▶ Extrait de page
┄┄┄┄┄┄┄┄┄┄
Avant que l’année chanson ne démarre vraiment, voici un retour sur le festival Comme ça nous chante ! Car ce festival, que je t’avais annoncé et conseillé, a ensoleillé décembre et nous a … enchantés. Petit rappel sur dekoikoncause : quatre jours de concert, du 10 au 13 décembre, dans deux petits lieux : Chez ta Mère à Toulouse et le Café Plum, à Lautrec (81). Ce festival a été une complète réussite. Une réussite d’audience : c’est important. Les quatre soirées ont eu lieu devant une belle assistance, deux soirées toulousaines affichant complet, la première même plusieurs jours avant le concert. Une réussite artistique et c’est important ! Une programmation excellente, éclectique et créative sur le papier et qui a donné lieu, en fait, à … des superbes concerts. Je vais te parler des soirées toulousaines.
Une première soirée avec deux « grouples » : deux duos sur scène et couples en dehors : Jur et Sages comme des sauvages. Jur, mon coup de cœur du festival : formation atypique et étonnante, appréciée plusieurs fois en groupe (à quatre) et qui m’a encore plus ravi et marqué en formation duo. Une entrée en scène insolite qui donne le ton : Jur Domingo, la chanteuse, porte un carton, en sort un flacon en plastique de savon douche vide, l’approche du micro, le presse et en fait sortir un son, l’enregistre au looper et fait cela avec d’autres flacons. Le bruit musical obtenu est original et agréable à l’oreille et Jur très concentrée nous regarde. Jur Domingo, la chanteuse, est un vrai personnage avec une énergie exceptionnelle. Silhouette longiligne avec, cette fois, un ventre « ballonné » (elle est enceinte de six mois), dans une longue robe serrée et fendue qu’elle relève de temps en temps. Un agréable accent catalan pour une voix chaude et rauque qui peut monter et partir vers le lyrique. Elle joue quelquefois d’une grosse caisse ou d’un petit tambour. Très concentrée, voire habitée, quand elle chante, un grand sourire lumineux quand elle parle. Sur scène, elle reste très spontanée, par exemple : elle se fera couper sur scène un élastique pour que son vêtement lui serre moins, elle dit à son partenaire « tu as fait une connerie » quand il renverse sa bouteille d’eau, et s’interroge « j’ai cassé le micro ? ».
┄┄┄┄┄┄┄┄┄┄
▶ Tâches à réaliser
(1) D'après l'article sur le festival Comme ça nous chante, dans quels deux lieux les concerts ont-ils eu lieu ?
(2) Reprenez l'article sur le festival Comme ça nous chante juste après sa dernière phrase.

▶ Segment de données
┄┄┄┄┄┄┄┄┄┄
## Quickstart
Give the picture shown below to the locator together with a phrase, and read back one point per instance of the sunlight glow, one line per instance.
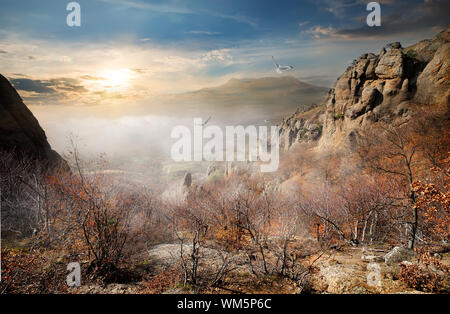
(116, 80)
┄┄┄┄┄┄┄┄┄┄
▶ Résultats attendus
(1) Chez ta Mère à Toulouse et le Café Plum, à Lautrec (81).

(2)
Bien accompagnée par Julien Vittecocq, son comparse, au piano, à l’accordéon à la guitare et à la grosse caisse. Oui, en résumé, il assure la partie musicale et assume les compositions du groupe mais pas que. Il chante aussi parfois et il lui arrive de sauter en jouant de la grosse caisse. Jur, un univers très particulier, des textes curieux et décalés. Par exemple dans Follow me « ton membre deviendra un escargot » ou bien cet homme fou qui marchait nu : « il avait peur de vous, madame, de vous … » « Il était fou Il était là là là là là … Il était las d’être fou. ») De cet univers, de cette ambiance on ressent surtout de l’émotion. On part ailleurs, loin de nos repères de spectateur, suspendu à ce qui se passe sur scène et on y est bien. Chants en catalan ou en français et une fois en anglais. Un set construit comme un spectacle plus qu’un concert de chansons (l’entrée déjà évoquée, le moment où Jur Dominguo fait du play-back sur ses rires – fous ou fou rire – enregistrés, pas deux titres sans un changement d’instrument ou d’emplacement, l’habituelle fin avec le musicien partant après avoir entassé tous les instruments et les chaises sur elle, la dernière chanson du rappel débranchée au milieu du public). Si, comme moi, tu aimes les spectacles originaux et personnels, qui ne ressemblent à aucun autre, je te conseille vivement Jur en concert.
Sages comme des sauvages. Le deuxième grouple de la soirée. Le deuxième voyage. Une sonorité originale, un beau mélange des voix, un univers atypique, un beau mélange des langues (français bien sûr mais souvent créole réunionnais – maloya – et parfois anglais). Eva, jupe bleue et bas, joue du defi, un tambour Grec posé sur ses genoux et grand tambourin. Lui, en veste brillante et chapeau, joue du cavaquihno, bouzouki et violon utilisé sans archet. Les deux avec le dessus du visage peint en rouge.
Les textes écrits en français sont moins légers que les autres. J’ai apprécié l’humour tranquille, le sourire complice et la voix d’Ismaël ; la voix et le sourire d’Eva. Ce concert donne envie d’écouter le disque. Mais j’ai trouvé le set un peu statique, (notamment après Jur) peut être pas seulement parce qu’ils jouent assis. J’ai donc apprécié le dernier rappel, seul moment debout tous les deux, où sans instrument ils donnent le rythme seulement avec les pieds puis les mains.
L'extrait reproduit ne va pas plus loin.